Gold & nickel nanofish could soon be delivering drugs to any area of your body

A Sapphire Golden Arowana © Bazuki Muhammad
Engineers in San Francisco have come up with an amazing invention: a fish 1/100 the size of a grain of sand that could carry drugs to specific areas of the body, be used for invasive surgeries, and even single cell manipulation.

The nanofish is made of gold and nickel parts linked by silver hinges. The “head” and “tail” are made of gold, while the “body” is made of nickel. Each segment is about 800 nanometers long (a nanometer is one billionth of a meter), The New Scientist media outlet reported.

How does it work?

An oscillating magnetic field is applied to make the nickel parts move from side to side, in turn swinging the head and tail and creating movement – essentially, swimming. The magnetic field can also be used to set a specific direction for the nanofish.

The research behind the amazing fish was headed by Jinxing Li at the University of California, San Diego, who is now looking for applications for the tiny swimming invention, particularly medical uses.

“We believe they could be useful for medicine delivery, non-invasive surgery, and single cell manipulation,” Li said.

Other scientists like the idea, too, but aren’t overenthusiastic – there’s still plenty to do to make the fish useful.

— Data shown —
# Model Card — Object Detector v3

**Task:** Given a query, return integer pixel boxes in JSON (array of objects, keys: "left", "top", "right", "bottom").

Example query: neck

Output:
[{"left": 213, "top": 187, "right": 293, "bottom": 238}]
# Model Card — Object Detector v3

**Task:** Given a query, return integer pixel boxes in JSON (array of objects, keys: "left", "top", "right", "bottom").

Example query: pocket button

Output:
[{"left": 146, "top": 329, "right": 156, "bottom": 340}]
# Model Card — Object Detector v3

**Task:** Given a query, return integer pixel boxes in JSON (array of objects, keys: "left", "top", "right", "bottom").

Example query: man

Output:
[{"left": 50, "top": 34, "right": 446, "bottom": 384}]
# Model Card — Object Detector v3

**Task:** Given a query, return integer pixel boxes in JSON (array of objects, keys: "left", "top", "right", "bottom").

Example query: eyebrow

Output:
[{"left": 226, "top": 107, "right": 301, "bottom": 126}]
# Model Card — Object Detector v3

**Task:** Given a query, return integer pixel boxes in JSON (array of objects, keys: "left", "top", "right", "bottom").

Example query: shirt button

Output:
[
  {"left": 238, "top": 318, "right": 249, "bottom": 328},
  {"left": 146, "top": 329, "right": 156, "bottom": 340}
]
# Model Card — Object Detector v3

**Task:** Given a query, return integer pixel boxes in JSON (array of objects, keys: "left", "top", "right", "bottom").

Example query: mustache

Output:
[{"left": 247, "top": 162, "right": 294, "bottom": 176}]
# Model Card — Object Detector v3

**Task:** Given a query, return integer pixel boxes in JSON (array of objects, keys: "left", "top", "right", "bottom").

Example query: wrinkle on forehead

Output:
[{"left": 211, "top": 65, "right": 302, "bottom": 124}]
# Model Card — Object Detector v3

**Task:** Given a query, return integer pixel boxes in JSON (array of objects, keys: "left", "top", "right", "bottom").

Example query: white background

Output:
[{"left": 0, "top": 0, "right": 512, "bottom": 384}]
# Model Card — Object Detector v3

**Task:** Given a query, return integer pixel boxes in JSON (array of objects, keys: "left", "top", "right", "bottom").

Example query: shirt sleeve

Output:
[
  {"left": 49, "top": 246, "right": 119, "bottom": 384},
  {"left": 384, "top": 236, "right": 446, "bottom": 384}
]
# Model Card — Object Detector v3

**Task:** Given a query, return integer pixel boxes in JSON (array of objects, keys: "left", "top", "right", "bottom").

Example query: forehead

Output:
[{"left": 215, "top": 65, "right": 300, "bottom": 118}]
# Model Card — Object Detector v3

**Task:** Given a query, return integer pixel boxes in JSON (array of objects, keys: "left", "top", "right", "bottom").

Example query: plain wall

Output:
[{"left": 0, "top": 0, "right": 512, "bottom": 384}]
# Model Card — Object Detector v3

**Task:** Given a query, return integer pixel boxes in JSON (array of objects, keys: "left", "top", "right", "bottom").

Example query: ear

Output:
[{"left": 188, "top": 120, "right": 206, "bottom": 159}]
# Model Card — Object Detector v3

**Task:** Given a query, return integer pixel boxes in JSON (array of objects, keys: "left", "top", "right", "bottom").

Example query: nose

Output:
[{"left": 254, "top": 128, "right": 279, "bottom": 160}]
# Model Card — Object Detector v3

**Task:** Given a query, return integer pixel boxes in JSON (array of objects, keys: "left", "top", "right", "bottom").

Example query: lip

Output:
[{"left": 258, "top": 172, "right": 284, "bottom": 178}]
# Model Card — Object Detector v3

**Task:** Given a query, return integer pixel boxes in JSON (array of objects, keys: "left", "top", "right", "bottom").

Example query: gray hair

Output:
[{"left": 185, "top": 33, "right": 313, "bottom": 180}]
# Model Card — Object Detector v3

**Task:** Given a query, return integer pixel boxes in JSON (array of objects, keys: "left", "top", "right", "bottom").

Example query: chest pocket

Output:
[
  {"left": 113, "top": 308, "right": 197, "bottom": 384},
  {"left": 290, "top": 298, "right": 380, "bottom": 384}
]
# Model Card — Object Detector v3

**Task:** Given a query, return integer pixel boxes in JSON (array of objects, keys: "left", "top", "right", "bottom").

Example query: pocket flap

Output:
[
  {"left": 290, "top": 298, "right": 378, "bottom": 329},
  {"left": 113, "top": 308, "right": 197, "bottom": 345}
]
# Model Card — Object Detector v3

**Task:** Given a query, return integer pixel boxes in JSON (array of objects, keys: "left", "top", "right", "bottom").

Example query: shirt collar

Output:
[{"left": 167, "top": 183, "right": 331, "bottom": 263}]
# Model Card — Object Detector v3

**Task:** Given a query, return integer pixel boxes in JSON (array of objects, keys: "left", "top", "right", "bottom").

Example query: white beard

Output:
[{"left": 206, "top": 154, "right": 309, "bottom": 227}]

...

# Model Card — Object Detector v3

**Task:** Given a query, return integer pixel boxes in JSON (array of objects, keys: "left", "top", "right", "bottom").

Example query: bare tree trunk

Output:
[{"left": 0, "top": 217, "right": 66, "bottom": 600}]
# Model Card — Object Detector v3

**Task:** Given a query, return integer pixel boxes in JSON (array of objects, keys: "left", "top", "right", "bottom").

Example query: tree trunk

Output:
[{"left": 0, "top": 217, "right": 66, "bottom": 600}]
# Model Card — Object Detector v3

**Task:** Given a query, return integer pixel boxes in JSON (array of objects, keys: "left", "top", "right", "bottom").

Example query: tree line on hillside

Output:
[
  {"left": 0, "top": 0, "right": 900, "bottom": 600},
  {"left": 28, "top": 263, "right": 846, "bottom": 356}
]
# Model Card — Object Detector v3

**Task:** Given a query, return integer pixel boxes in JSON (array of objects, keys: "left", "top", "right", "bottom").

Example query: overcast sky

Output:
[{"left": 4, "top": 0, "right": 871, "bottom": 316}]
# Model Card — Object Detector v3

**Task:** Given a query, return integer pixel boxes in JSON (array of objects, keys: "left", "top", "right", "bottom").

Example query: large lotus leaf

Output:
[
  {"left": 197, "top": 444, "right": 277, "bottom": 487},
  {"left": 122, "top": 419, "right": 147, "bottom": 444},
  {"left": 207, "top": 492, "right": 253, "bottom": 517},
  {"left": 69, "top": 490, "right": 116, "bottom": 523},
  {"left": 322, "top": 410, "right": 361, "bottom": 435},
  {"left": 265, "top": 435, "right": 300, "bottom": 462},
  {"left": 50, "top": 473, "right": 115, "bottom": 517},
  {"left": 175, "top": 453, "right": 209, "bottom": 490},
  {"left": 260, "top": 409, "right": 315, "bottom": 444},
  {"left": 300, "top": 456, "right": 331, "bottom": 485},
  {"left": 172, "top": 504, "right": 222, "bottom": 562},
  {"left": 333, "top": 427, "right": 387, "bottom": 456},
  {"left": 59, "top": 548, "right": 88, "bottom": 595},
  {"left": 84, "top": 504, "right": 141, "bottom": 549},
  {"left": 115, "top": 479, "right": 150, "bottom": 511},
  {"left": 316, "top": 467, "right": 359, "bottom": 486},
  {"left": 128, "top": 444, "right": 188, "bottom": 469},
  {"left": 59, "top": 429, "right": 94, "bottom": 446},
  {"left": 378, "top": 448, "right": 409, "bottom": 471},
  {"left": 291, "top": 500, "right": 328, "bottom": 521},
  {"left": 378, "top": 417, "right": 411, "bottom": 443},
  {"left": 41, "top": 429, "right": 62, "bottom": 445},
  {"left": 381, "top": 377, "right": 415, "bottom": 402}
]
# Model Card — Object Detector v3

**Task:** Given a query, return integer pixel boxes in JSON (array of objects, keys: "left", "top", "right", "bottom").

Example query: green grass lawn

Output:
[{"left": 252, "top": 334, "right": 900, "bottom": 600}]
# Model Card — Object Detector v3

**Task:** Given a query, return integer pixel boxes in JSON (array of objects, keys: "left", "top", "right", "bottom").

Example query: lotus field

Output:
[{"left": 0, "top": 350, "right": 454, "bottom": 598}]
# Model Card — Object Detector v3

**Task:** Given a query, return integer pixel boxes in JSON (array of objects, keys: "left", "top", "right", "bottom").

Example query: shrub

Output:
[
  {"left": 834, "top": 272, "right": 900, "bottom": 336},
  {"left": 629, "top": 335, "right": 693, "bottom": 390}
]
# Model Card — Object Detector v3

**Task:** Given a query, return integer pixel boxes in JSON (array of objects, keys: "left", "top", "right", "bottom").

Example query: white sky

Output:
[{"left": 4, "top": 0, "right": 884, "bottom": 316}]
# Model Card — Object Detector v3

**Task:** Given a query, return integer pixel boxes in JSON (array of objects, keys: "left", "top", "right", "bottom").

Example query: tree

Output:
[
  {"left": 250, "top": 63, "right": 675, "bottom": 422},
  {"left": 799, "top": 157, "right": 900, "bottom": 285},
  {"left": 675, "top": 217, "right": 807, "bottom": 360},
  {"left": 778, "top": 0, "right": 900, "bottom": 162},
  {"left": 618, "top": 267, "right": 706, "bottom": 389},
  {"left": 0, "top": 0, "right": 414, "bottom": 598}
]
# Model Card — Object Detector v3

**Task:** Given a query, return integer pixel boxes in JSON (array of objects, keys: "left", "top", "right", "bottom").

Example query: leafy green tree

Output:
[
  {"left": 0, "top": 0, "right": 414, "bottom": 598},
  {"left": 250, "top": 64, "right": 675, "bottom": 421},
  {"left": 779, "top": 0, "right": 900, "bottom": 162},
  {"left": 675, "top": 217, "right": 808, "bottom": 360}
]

— What to do —
• 1. Rewrite everything in the nanofish article from "An oscillating magnetic" down to "for the nanofish.", replacing "magnetic field" with "electromagnetic field".
• 2. Carry the nanofish article forward from its final sentence with the next part.
The material has no connection to the nanofish article.

— Written responses —
• 1.
An oscillating electromagnetic field is applied to make the nickel parts move from side to side, in turn swinging the head and tail and creating movement – essentially, swimming. The electromagnetic field can also be used to set a specific direction for the nanofish.

• 2.
“This is an exciting new idea. A lot of work on drug delivery vehicles relies on the body’s transport systems to move the particles to the site of the pathology,” Justin Gooding of the University of New South Wales, Australia, told The New Scientist.

“However, active transport has recently begun to be explored and this work shows that active transport particles can be made smaller and faster,” he added.

Another issue with nanofish is that it isn’t yet clear how they will leave the body after use, but a team of researchers led by Jinxing Li is trying to create a biodegradable version.

This is not the first attempt to develop “nanoswimmers” for drug transport. The majority of earlier studies used helical propellers inspired by the corkscrew tails of bacteria, but the propulsive movement of nanofish has proven more effective.